## start Text section
Design Principles¶
This document explains the key architectural decisions and design principles underlying the RWA calculator.
Core Principles¶
1. Single Codebase, Dual Framework¶
Decision: Support both CRR and Basel 3.1 in a single codebase.
Rationale: - Avoids code duplication - Enables easy comparison between frameworks - Simplifies maintenance - Supports transition planning
Implementation: Regime is data. The user chooses a regime via the
.crr() / .basel_3_1() config factories (which set regime_id); each run
resolves a frozen, content-hashed ResolvedRulepack from
(regime_id, reporting_date), and regime-divergent values and behaviour are
read from that pack — the engine never branches on a regime boolean.
# Resolve the rulepack once per run from (regime_id, reporting_date)
pack = resolve(config.regime_id, config.reporting_date)
## end Text section
## start Material for the task
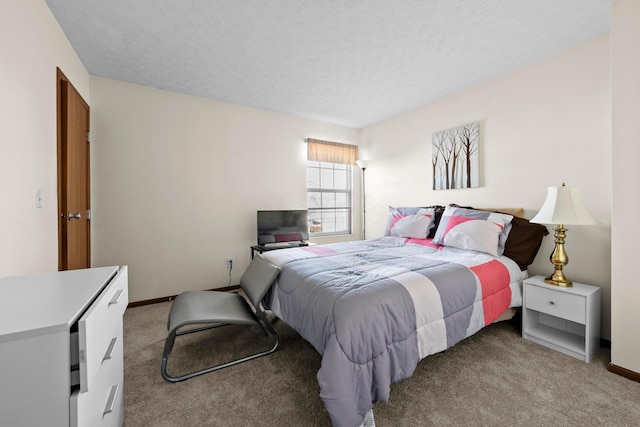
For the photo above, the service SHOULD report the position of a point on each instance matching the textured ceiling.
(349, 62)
## end Material for the task
## start Material for the task
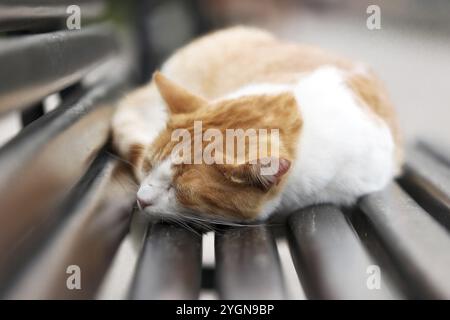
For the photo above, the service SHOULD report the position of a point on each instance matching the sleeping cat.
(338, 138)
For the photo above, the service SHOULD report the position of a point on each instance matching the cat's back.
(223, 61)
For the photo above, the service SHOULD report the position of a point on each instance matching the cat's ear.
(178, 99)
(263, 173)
## end Material for the task
## start Material for the task
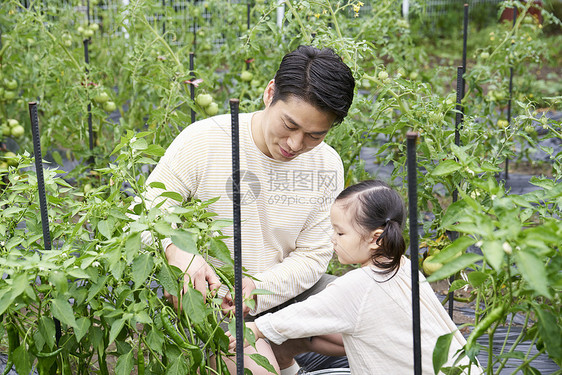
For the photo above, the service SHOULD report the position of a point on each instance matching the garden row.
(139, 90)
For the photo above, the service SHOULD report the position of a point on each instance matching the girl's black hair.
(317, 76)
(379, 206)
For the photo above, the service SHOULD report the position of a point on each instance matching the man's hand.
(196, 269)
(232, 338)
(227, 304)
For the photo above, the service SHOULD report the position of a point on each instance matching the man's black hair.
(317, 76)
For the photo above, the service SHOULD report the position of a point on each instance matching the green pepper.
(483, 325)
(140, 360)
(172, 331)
## end Material for the task
■ **Written exercise 1**
Count the lines of the records that contain the word "hair", and give only that number.
■ **Written exercise 2**
Carry on the design principles text from the point where it stops.
The design principles text and the records come from separate, unrelated sources.

■ **Exercise response 1**
2

■ **Exercise response 2**
# Scaling factor and output-floor parameters come from the pack, not config
rwa = rwa * pack.scalar("scaling_factor") # 1.06 under CRR, 1.0 under Basel 3.1
if pack.feature("output_floor"):
rwa = apply_output_floor(rwa, sa_rwa, pack)
2. Pure LazyFrame Operations¶
Decision: Use Polars LazyFrames exclusively for all data operations.
Rationale: - Enables query optimization by Polars - Reduces memory usage through lazy evaluation - Allows automatic parallelization - Avoids row-by-row iteration (major performance gain)
Anti-pattern (Avoided):
# BAD: Row-by-row processing
for row in dataframe.iter_rows():
result = calculate_rwa(row)
results.append(result)
Pattern (Used):
# GOOD: Vectorized operation
result = df.with_columns(
rwa=pl.col("ead") * pl.col("risk_weight") * pl.col("factor")
)
3. Protocol-Based Interfaces¶
Decision: Define component interfaces using Python Protocols.
Rationale: - Enables dependency injection - Supports testing with mocks - Allows multiple implementations - Documents expected behavior
Implementation:
from typing import Protocol
class LoaderProtocol(Protocol):
def load(self, path: Path) -> RawDataBundle:
"""Load raw data from source."""
...
# Any class with matching signature satisfies protocol
class ParquetLoader:
def load(self, path: Path) -> RawDataBundle:
# Implementation
...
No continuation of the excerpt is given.